━━ Information provided

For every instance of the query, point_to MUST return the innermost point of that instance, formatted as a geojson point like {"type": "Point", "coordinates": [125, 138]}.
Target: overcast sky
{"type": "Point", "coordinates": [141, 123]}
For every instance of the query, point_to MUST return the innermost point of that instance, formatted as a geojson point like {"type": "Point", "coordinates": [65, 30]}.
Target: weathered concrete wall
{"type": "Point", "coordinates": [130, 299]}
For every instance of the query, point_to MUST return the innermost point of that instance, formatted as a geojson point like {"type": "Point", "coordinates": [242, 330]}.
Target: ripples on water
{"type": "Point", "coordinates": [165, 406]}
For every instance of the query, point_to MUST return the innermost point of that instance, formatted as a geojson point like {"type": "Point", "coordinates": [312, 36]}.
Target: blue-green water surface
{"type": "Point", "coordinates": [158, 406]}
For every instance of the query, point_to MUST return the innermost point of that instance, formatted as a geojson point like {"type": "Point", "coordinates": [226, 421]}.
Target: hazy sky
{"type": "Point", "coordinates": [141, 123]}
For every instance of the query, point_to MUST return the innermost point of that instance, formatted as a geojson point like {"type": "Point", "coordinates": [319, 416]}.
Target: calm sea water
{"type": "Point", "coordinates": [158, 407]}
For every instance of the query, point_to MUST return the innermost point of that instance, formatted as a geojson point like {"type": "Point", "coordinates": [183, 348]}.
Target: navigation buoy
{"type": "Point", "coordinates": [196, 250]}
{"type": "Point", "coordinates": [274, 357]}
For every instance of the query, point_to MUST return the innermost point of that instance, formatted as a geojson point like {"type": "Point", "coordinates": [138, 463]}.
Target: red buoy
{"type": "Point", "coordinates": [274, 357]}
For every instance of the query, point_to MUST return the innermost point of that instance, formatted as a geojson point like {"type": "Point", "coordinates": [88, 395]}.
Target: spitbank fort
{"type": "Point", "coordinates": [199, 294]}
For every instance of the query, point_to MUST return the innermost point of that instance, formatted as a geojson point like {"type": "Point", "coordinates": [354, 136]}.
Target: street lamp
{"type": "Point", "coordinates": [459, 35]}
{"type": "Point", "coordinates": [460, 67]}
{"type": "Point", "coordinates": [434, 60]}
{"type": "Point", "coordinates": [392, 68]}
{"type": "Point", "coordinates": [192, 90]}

━━━━

The problem: The records shown above must be returned in full, exactly as written.

Result:
For every instance of the query, point_to MUST return the innermost point of that instance, formatted as a geojson point like {"type": "Point", "coordinates": [125, 138]}.
Target: overcast sky
{"type": "Point", "coordinates": [141, 123]}
For every instance of the query, point_to MUST return the innermost point of that instance, formatted as a geojson point like {"type": "Point", "coordinates": [65, 30]}.
Target: weathered concrete wall
{"type": "Point", "coordinates": [130, 299]}
For every instance of the query, point_to MUST return the innermost point of that instance, formatted as a geojson point like {"type": "Point", "coordinates": [242, 330]}.
Target: ripples on water
{"type": "Point", "coordinates": [165, 406]}
For every instance of the query, point_to MUST return the innermost point of that instance, formatted as a geojson point like {"type": "Point", "coordinates": [312, 36]}.
Target: blue-green water surface
{"type": "Point", "coordinates": [158, 406]}
For every instance of the query, point_to MUST return the innermost point of that instance, formatted as a geojson point like {"type": "Point", "coordinates": [226, 421]}.
Target: hazy sky
{"type": "Point", "coordinates": [141, 123]}
For every instance of the query, point_to MUST return the innermost point of that instance, formatted as a geojson point like {"type": "Point", "coordinates": [319, 416]}.
Target: calm sea water
{"type": "Point", "coordinates": [158, 407]}
For every instance of the query, point_to MUST return the innermost point of that instance, formatted as a geojson point like {"type": "Point", "coordinates": [183, 348]}.
Target: navigation buoy
{"type": "Point", "coordinates": [196, 250]}
{"type": "Point", "coordinates": [274, 357]}
For every instance of the query, point_to MUST return the innermost point of that instance, formatted as a geojson point like {"type": "Point", "coordinates": [138, 463]}.
Target: red buoy
{"type": "Point", "coordinates": [274, 357]}
For every instance of the query, point_to MUST return the innermost point of that instance, formatted as a geojson point like {"type": "Point", "coordinates": [88, 395]}.
Target: spitbank fort
{"type": "Point", "coordinates": [199, 294]}
For every instance of the query, point_to MUST return the innermost point of that instance, formatted as a geojson point like {"type": "Point", "coordinates": [354, 136]}.
Target: street lamp
{"type": "Point", "coordinates": [459, 35]}
{"type": "Point", "coordinates": [460, 67]}
{"type": "Point", "coordinates": [434, 60]}
{"type": "Point", "coordinates": [392, 68]}
{"type": "Point", "coordinates": [192, 90]}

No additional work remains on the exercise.